▶ _Request A_
From the text about Bree the chihuahua, list the short descriptive fragments that come right after the sentence "Bree pulls off her Godfather impression because it doesn’t stray too far from her personality."
▶ _Request B_
Write the next part of the text about Bree the chihuahua, starting after its final sentence.

You wouldn’t think it was possible for a 9-pound chihuahua to pull off a Godfather impression, but little Bree was nailing it. Perched on the edge of the picnic table in the dog park, her stubby legs tucked under her, she impassively surveyed the world around her. In charge. Unconcerned. Confident.

“Oh, Bree-Bree,” behavior associate Kara Fike sighs. “What are we going to do with you?”

Bree pulls off her Godfather impression because it doesn’t stray too far from her personality. Warm and generous with a chosen few. Particular about her likes and dislikes. Protective. In control.

Bree has a pet peeve: hands. She doesn’t like them reaching for her or her stuff, unless she knows the person attached to them very well. While she’s comfortable around new people, all bets are off when they reach for her. For a dog as adorable as Bree, this is a liability. Though she’s never bitten anyone, her snapping has landed her a reputation as a land shark.

Affectionate and loving with her chosen human friends, rock solid (if bossy) with other small dogs, an outdoor aficionado and surprisingly athletic hiking partner, Bree has a lot to offer. But she’s definitely a work in progress.

Part of what makes finding a dog like Bree a home so difficult is that the exact home that would be perfect for her is the home that would never think to look for her: the active, sporting folks who are more at home on a trail then on a couch and want a pet that can keep up with them.

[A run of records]
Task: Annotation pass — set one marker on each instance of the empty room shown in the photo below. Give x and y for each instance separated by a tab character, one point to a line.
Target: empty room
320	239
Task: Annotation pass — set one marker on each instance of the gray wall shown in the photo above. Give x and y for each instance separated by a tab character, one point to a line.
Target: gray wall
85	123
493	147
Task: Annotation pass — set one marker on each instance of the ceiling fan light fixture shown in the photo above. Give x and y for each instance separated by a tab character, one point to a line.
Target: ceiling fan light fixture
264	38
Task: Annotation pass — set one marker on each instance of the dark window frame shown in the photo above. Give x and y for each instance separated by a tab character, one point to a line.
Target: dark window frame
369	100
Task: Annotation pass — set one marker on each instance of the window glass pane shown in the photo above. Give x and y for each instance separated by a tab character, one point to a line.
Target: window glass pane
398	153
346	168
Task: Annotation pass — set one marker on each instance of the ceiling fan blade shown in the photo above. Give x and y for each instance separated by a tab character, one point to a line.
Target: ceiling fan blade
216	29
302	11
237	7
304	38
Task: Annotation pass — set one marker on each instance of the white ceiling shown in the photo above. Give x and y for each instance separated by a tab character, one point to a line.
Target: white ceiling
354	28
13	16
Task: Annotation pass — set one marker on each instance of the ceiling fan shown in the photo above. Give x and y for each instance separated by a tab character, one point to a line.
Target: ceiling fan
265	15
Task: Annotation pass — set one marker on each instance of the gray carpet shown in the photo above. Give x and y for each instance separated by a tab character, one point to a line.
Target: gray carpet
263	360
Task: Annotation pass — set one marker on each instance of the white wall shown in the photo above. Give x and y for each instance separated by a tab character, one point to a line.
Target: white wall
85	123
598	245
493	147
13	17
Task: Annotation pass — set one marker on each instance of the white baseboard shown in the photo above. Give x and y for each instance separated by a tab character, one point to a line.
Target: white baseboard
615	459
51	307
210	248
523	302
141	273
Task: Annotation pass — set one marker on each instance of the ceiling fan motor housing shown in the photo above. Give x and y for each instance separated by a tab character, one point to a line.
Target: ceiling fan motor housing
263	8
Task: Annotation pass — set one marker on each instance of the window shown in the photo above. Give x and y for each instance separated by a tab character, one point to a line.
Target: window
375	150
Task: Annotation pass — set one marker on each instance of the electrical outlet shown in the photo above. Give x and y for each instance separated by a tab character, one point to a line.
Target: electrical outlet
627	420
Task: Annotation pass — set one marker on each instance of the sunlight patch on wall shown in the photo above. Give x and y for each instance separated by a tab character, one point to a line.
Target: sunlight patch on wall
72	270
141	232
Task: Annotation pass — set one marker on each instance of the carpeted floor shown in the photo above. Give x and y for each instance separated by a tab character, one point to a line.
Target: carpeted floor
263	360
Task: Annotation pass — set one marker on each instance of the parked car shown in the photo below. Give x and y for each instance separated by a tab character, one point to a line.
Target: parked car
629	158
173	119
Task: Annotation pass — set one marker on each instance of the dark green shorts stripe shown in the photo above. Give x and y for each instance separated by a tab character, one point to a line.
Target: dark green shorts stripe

▶ _Written response A_
Warm and generous with a chosen few.
Particular about her likes and dislikes.
Protective.
In control.

▶ _Written response B_
While independent, Bree is no poster child for small dogs, but she is a poster child for small dog-itis: the belief that little dogs are for cuddling and big dogs are for the fun stuff. Land sharky-ness aside, a lot of Bree’s pet peeves would be pluses in a big dog. Calm with strangers, always willing to play with other dogs, not high-strung, up for a long walk or a run but totally chill hanging out while her owners are at work. Likewise, her personality failings—an unwillingness to be picked up and discomfort with having strange folk grab at her—would likely be viewed with more compassion if she did wasn’t so darn wee and adorable.

If there was ever a group of dogs that needed a PR makeover, it’s small dogs. Because it’s very easy to forget that they are, when all is said and done, as doggy as that Labradoodle you saw jogging in Golden Gate Park last week. Like all dogs, some small dogs are active, some are lazy, some love to cuddle, and some are … Bree.

Bree isn’t an impossible dog. In fact, she’s awesome. It’s just that as a society, our assumptions about her and her short-pooch brethren are impossible. And we all need to work on that.

We believe there’s a lid for every pot. And we believe that the right person is out there looking for a dog just like Bree, and we’re hanging with her until we find it. We just hope that right person remembers to look down sometimes. Your potential best friend might be a little shorter than you think.